AIM OF THE TASK = Reprint the entire listing exactly.
DATASET CONTENT Block Start
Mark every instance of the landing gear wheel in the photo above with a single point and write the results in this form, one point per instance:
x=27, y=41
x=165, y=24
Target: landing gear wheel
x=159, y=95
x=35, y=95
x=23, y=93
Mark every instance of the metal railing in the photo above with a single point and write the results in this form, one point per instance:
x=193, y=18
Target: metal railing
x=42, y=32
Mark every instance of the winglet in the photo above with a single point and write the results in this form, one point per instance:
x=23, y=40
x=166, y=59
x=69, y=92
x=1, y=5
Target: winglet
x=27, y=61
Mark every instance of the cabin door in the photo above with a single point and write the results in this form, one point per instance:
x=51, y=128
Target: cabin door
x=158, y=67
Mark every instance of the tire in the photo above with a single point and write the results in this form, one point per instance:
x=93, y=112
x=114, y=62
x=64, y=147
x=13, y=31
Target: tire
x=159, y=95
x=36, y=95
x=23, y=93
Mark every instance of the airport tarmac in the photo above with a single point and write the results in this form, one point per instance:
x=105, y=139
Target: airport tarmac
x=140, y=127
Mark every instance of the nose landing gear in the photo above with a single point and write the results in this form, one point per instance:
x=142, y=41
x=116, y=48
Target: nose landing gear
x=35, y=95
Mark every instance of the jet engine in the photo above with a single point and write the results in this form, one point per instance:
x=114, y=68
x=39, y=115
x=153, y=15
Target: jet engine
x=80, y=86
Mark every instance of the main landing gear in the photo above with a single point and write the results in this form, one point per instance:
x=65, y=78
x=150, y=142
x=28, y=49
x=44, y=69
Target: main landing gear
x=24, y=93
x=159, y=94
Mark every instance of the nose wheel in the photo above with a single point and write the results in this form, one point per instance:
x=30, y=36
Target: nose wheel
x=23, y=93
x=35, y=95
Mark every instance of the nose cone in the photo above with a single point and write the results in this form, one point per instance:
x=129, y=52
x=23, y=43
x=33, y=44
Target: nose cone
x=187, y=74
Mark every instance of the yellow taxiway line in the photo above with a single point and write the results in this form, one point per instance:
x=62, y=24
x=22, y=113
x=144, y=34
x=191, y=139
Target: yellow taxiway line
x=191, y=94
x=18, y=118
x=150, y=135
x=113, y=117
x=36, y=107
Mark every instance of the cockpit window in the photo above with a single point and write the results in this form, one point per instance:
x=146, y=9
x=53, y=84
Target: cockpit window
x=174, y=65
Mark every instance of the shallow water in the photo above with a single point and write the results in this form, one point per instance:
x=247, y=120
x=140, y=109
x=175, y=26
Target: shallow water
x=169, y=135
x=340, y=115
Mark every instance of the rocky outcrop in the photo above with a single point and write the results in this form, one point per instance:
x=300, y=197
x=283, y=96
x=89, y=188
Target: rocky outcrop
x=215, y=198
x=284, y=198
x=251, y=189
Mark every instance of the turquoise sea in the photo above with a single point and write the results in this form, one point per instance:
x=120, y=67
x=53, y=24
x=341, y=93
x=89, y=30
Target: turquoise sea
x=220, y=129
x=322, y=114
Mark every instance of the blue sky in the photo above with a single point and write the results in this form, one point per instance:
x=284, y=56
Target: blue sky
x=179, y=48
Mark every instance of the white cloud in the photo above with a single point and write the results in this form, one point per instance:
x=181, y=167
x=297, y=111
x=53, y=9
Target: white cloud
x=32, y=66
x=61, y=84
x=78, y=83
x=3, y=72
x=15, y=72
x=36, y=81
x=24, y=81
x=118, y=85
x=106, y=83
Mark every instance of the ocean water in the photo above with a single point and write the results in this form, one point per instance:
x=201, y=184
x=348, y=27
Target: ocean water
DATASET CONTENT Block End
PROBLEM SOLUTION =
Mark every instance of the landing gear wheel in the photo above with a single point and write the results in this form, one point per instance:
x=27, y=41
x=165, y=24
Target: landing gear wheel
x=159, y=95
x=35, y=95
x=23, y=93
Mark every instance of the metal railing in the photo above with a single point and write the results in this form, one point per instance:
x=193, y=18
Target: metal railing
x=42, y=32
Mark every instance of the winglet in the photo above with a single point and write the results in this form, one point per instance:
x=23, y=40
x=166, y=59
x=69, y=92
x=1, y=5
Target: winglet
x=27, y=61
Mark every instance of the cabin door in the photo above with a single point and write the results in this form, one point per instance:
x=51, y=128
Target: cabin door
x=158, y=67
Mark every instance of the tire in the photo above with a single point and write the results in this form, one point per instance:
x=93, y=112
x=114, y=62
x=64, y=147
x=13, y=31
Target: tire
x=159, y=95
x=36, y=95
x=23, y=93
Mark every instance of the airport tarmac in the photo above with a single point and write the results in this form, one point per instance:
x=105, y=139
Target: airport tarmac
x=140, y=127
Mark every instance of the nose landing gear in the photo above with a single point and write the results in this form, one point per instance:
x=142, y=41
x=116, y=48
Target: nose landing gear
x=35, y=95
Mark every instance of the jet engine in the photo above with a single point and write the results in this form, one point per instance:
x=114, y=68
x=39, y=115
x=153, y=15
Target: jet engine
x=80, y=86
Mark every instance of the main landing gear in the photo above with a single point and write the results in this form, one point per instance:
x=65, y=78
x=150, y=142
x=28, y=49
x=44, y=69
Target: main landing gear
x=24, y=93
x=159, y=94
Mark every instance of the nose wheel in the photo above with a single point and write the results in this form, one point per instance:
x=30, y=36
Target: nose wheel
x=23, y=93
x=35, y=95
Mark every instance of the nose cone in the photo above with a single point and write the results in this form, one point per instance:
x=129, y=52
x=23, y=43
x=33, y=44
Target: nose cone
x=187, y=74
Mark every instance of the yellow taxiway line in the photo above with a single point and write the results in this form, one point per instance:
x=62, y=24
x=22, y=113
x=144, y=34
x=191, y=139
Target: yellow taxiway line
x=191, y=94
x=18, y=118
x=150, y=135
x=113, y=117
x=36, y=107
Mark every instance of the cockpit window in the photo above with a single point and write the results in this form, one point per instance:
x=146, y=9
x=53, y=84
Target: cockpit window
x=174, y=65
Mark every instance of the shallow water in the photo above with a single point and write the results in this form, one point per instance:
x=247, y=120
x=140, y=109
x=175, y=26
Target: shallow water
x=169, y=135
x=340, y=115
Mark every instance of the rocky outcrop in the photo above with a single point and write the results in this form, one point per instance:
x=300, y=197
x=283, y=96
x=89, y=188
Target: rocky outcrop
x=215, y=198
x=284, y=198
x=251, y=189
Mark every instance of the turquoise sea in the photo above with a single point and write the results in this form, one point per instance:
x=120, y=67
x=53, y=24
x=341, y=93
x=89, y=30
Target: turquoise sea
x=220, y=129
x=322, y=114
Mark every instance of the blue sky in the photo above with a single point and write the results in this form, one point per instance:
x=284, y=56
Target: blue sky
x=179, y=48
Mark every instance of the white cloud in the photo above with a single point and write the results in this form, one point per instance:
x=181, y=167
x=297, y=111
x=53, y=9
Target: white cloud
x=32, y=66
x=61, y=84
x=78, y=83
x=3, y=72
x=15, y=72
x=36, y=81
x=24, y=81
x=118, y=85
x=106, y=83
Mark every instance of the ocean water in the photo above with a single point and write the results in this form, one point per instance:
x=201, y=184
x=348, y=27
Target: ocean water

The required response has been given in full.